EXERCISE BRIEF>
Identify every line in the entries below that contains the string "blue", and copy each of those lines. Case counts, so only exact matches of uppercase and lowercase letters qualify.

DATA FOR THE TASK>
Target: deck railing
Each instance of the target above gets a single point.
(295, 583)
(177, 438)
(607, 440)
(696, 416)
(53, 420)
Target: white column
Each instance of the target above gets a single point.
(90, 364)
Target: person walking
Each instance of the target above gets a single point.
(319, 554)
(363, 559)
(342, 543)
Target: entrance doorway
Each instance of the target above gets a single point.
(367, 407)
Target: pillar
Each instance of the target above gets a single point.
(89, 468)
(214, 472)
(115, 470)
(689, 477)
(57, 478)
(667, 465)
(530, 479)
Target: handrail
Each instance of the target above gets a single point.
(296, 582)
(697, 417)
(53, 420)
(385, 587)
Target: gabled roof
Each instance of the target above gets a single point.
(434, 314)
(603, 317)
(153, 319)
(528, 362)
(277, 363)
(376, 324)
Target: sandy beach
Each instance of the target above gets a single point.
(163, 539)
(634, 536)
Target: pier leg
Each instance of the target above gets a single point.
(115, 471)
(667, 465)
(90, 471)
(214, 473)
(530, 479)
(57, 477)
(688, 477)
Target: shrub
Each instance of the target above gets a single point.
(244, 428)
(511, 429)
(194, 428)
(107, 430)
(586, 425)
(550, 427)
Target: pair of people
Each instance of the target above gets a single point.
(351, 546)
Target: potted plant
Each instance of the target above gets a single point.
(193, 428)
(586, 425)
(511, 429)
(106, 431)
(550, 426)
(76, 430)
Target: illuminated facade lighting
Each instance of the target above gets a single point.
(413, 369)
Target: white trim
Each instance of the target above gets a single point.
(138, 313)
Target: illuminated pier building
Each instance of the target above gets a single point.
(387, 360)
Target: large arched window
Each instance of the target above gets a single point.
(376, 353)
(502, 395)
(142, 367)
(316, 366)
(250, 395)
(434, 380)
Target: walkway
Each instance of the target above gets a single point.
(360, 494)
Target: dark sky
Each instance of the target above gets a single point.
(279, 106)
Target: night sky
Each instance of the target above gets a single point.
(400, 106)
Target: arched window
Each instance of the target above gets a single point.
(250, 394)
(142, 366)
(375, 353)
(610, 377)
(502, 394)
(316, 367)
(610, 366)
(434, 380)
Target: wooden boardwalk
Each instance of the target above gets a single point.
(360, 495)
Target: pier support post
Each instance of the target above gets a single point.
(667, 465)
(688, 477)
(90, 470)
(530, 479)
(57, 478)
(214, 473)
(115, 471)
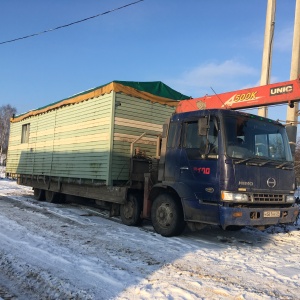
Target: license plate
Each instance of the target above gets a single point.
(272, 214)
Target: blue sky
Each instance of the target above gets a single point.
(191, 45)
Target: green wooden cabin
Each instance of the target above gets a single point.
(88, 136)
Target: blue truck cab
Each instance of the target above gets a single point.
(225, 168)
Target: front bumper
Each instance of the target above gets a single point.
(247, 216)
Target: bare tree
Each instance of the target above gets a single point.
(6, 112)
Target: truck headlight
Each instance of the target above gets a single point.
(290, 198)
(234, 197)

...

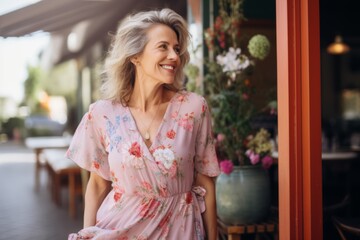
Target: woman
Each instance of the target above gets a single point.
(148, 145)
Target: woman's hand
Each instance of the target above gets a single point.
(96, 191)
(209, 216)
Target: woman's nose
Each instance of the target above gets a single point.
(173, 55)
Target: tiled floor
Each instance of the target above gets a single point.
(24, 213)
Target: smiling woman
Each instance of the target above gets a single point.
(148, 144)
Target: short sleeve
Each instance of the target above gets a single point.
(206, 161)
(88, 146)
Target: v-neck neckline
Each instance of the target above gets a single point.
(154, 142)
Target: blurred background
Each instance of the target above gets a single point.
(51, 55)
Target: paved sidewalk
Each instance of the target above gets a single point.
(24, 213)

EXERCISE SOLUTION>
Target: blue sky
Target: blue truck cab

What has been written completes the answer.